_Problem details_
Search the entries for the line containing "Q: Point to the nettle". Repeat it, then every line after it, exactly through the final line.

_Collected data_
--- START ---

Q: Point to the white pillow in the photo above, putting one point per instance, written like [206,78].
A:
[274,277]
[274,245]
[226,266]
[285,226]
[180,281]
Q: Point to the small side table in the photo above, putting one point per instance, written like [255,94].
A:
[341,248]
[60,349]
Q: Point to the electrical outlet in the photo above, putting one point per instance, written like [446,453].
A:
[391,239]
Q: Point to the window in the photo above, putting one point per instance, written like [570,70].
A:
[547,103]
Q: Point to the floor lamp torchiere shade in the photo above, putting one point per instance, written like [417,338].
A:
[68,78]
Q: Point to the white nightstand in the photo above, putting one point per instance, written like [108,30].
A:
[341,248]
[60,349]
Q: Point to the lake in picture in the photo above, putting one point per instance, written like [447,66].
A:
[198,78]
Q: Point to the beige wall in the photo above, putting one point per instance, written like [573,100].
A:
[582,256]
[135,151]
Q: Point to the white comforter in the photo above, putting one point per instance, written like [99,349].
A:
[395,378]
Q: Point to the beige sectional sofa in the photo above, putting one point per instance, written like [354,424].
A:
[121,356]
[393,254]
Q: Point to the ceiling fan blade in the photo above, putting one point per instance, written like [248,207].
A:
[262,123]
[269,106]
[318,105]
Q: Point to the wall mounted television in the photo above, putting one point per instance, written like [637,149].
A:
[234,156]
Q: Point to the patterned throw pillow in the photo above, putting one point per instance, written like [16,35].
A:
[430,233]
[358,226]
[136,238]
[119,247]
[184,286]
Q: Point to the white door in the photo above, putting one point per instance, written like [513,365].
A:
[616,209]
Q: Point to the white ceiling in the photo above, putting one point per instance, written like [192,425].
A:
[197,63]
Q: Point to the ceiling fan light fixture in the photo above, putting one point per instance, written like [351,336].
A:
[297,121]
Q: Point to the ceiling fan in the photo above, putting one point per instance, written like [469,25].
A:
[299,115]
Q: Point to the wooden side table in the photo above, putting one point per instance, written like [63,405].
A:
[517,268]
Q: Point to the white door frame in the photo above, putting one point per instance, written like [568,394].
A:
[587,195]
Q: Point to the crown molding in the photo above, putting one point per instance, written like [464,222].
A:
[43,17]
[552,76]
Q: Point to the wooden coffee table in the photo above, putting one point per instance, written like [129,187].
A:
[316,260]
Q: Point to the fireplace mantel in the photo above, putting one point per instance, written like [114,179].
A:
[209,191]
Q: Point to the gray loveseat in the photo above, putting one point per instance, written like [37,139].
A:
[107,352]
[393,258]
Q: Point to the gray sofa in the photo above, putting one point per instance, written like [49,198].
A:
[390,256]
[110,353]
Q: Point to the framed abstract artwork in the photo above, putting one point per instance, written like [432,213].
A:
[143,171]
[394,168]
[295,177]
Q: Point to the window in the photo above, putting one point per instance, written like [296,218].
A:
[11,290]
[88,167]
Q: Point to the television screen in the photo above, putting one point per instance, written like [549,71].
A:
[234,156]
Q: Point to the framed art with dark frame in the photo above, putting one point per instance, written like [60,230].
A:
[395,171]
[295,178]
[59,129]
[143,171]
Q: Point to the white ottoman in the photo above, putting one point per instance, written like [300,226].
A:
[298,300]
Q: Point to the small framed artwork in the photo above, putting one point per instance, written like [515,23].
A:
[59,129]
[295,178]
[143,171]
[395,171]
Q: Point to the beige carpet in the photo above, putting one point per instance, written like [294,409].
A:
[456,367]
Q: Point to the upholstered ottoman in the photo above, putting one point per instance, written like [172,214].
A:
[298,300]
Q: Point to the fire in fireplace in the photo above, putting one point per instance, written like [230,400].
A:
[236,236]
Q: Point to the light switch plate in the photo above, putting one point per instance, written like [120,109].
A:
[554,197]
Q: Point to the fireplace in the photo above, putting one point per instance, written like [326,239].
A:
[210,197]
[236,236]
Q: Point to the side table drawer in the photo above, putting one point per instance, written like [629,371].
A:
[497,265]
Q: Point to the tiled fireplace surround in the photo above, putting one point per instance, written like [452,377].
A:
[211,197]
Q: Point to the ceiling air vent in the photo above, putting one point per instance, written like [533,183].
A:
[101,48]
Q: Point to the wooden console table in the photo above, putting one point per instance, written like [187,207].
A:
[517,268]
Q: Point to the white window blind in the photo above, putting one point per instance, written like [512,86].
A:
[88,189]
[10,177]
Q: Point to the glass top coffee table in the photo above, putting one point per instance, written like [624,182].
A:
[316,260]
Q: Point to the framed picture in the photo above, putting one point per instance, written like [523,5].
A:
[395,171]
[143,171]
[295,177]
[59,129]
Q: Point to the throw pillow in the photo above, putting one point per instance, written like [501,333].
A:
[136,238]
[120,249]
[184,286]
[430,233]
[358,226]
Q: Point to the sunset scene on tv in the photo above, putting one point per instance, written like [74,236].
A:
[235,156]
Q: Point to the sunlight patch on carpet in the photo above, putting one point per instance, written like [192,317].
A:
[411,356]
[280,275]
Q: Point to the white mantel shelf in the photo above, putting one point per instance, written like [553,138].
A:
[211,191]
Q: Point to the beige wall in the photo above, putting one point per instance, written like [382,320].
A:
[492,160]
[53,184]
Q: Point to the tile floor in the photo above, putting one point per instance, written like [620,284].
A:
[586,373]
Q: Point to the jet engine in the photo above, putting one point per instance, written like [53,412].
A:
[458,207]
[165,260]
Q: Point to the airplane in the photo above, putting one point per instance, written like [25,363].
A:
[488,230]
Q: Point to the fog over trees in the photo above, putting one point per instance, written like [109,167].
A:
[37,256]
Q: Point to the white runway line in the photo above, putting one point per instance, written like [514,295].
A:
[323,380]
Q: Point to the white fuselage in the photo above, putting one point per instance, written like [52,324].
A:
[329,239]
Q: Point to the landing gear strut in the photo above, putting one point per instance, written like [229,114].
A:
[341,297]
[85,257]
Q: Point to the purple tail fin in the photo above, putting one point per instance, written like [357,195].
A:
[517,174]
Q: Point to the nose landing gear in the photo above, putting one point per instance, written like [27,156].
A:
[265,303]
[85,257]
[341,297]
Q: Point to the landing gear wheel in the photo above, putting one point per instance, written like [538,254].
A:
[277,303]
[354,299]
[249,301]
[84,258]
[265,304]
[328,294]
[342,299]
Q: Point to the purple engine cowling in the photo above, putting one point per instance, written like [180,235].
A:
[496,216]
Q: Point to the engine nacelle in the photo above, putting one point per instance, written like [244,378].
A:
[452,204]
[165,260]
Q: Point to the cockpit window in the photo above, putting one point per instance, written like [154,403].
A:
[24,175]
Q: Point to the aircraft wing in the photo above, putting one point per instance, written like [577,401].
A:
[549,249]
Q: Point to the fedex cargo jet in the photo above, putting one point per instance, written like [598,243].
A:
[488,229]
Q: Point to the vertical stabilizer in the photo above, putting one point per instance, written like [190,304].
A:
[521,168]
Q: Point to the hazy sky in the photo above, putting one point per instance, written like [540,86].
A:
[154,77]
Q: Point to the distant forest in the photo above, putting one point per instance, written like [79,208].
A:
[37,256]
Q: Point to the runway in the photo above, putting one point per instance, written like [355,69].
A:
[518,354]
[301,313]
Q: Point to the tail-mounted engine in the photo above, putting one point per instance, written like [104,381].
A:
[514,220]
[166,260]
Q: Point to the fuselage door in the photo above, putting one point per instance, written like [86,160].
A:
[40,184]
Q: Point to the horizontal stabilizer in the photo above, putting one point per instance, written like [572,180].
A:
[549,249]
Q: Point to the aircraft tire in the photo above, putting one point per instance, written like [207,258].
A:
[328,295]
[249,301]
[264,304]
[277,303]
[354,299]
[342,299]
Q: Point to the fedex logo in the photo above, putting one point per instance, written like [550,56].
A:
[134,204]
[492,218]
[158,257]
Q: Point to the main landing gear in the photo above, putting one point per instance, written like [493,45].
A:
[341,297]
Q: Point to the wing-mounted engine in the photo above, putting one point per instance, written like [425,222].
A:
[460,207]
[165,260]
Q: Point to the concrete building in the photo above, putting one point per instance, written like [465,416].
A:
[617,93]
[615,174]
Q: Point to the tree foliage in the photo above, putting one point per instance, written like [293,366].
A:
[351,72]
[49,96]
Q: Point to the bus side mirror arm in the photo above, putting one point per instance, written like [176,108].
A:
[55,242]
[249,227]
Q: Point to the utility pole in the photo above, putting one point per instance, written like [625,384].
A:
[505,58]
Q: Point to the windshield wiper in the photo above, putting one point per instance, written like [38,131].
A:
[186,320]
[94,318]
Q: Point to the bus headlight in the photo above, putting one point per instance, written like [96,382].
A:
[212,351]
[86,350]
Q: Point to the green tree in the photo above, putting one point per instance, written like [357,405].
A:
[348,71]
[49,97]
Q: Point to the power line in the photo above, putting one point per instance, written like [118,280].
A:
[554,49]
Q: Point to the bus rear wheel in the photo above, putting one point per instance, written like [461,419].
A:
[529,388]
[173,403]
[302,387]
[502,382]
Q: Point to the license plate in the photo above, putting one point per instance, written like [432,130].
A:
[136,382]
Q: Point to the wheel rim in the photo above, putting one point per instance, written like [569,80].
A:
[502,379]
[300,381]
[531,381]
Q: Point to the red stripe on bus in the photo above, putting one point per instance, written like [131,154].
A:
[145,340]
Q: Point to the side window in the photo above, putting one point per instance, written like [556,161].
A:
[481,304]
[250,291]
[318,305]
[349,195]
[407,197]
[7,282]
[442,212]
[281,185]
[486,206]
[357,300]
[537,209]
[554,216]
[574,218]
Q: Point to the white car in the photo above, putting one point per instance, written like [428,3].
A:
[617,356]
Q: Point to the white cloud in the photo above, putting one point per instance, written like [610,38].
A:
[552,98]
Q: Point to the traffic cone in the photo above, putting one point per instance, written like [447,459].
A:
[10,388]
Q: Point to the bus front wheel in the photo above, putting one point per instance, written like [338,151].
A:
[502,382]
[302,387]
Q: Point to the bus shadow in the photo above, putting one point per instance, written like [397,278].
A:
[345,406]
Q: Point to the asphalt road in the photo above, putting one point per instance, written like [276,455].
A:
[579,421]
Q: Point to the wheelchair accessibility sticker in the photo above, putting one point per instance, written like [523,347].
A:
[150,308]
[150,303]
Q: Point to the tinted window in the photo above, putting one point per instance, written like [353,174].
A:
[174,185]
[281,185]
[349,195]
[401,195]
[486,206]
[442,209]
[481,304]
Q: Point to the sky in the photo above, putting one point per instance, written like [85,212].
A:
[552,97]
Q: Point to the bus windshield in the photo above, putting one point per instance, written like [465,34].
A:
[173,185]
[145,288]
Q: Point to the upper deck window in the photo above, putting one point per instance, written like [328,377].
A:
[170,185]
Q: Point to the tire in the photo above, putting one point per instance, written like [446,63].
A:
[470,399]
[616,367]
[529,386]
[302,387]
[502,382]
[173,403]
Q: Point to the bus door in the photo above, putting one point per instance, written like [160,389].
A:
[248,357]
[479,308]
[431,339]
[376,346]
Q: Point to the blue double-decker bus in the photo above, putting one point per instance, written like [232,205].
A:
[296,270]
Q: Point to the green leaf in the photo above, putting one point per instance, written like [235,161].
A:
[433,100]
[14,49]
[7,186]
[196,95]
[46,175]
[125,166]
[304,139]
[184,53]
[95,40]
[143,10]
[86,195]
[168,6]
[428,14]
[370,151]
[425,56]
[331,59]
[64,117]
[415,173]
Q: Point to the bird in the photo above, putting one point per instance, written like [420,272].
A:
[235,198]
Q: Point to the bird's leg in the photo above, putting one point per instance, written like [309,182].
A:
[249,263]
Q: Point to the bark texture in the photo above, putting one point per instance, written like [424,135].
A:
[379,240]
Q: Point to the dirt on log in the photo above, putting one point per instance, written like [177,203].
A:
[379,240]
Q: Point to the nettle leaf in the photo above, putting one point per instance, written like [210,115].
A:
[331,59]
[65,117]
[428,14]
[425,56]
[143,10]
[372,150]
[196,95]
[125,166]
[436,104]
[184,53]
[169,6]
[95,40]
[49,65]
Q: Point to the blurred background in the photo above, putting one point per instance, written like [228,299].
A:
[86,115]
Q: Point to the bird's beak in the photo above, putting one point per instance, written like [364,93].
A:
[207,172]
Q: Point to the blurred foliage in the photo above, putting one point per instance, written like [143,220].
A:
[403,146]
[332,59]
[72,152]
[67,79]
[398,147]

--- END ---

_Answer box_
Q: Point to the nettle leaf in the photo above, putting one point per instance, written like [210,115].
A:
[331,59]
[65,117]
[428,14]
[425,56]
[143,10]
[372,150]
[196,95]
[125,166]
[436,104]
[184,53]
[169,6]
[95,40]
[49,65]
Q: Point to the blurred background in the photo above, putting one point per instance, written like [228,299].
A:
[86,115]
Q: Point to the bird's beak in the photo above, putting one point per instance, written like [364,93].
A:
[207,172]
Q: Point to the blurred foliage in the photo above, putting one point per instance, written like [143,220].
A:
[403,146]
[332,59]
[72,152]
[67,79]
[398,147]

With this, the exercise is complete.